Question courte
D'après l'entretien ci-dessous, quel est le but de la visite dans les trois pays du Caucase ?

Texte cité
Média : AZG - Presse étrangère

Texte intégral

Entretien au quotidien arménien « AZG » (Erevan, 9 octobre 1996)

Q. : Quel est le but de votre voyage en Arménie et dans les autres pays du Caucase ?

R. : Nous avons des liens d’amitié étroits et anciens avec l’Arménie. Comme vous le savez, le Président Ter- Petrossian est venu récemment en France. Cette visite nous a permis de renforcer encore davantage les liens d’amitié qui unissent nos deux peuples. Il est donc normal que le ministre des Affaires étrangères de la France se rende en Arménie.

Le but de ma visite dans les trois pays du Caucase est de développer les relations politiques, économiques et culturelles entre ces pays et la France, qui s’intéresse beaucoup à cette région.

Q. : Quel est l’état des relations entre la France et l’Arménie ?

Matériel enregistré
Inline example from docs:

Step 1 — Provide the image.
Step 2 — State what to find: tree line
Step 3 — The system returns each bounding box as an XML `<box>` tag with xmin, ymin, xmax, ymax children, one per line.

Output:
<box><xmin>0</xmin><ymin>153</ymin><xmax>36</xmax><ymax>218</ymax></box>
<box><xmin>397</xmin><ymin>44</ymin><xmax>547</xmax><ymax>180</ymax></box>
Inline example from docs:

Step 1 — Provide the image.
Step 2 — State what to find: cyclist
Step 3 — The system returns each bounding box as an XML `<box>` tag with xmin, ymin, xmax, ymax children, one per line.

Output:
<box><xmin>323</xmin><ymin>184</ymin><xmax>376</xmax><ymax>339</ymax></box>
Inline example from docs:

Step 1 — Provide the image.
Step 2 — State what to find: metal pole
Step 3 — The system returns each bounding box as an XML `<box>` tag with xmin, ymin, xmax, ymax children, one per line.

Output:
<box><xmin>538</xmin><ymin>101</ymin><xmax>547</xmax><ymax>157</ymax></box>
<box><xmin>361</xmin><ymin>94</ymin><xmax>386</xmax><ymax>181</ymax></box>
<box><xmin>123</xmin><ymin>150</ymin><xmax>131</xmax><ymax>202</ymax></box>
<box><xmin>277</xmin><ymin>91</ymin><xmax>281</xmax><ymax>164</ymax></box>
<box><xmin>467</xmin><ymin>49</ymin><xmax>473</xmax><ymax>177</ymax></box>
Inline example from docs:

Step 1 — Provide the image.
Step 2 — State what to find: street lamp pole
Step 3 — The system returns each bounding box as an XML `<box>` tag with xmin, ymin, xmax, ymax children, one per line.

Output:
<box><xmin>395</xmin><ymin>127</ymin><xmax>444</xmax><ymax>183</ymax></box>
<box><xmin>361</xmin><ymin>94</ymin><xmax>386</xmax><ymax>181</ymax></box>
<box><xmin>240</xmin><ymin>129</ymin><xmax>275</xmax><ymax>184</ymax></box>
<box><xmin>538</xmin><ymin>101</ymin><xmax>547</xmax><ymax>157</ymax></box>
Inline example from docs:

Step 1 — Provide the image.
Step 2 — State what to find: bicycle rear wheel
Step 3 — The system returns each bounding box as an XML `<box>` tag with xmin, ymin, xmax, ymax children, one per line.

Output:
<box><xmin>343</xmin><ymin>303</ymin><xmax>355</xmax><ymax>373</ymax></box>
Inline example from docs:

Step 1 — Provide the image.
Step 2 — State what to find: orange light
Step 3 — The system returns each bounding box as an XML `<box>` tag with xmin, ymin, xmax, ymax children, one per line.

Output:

Réponse attendue
Développer les relations politiques, économiques et culturelles entre ces pays et la France.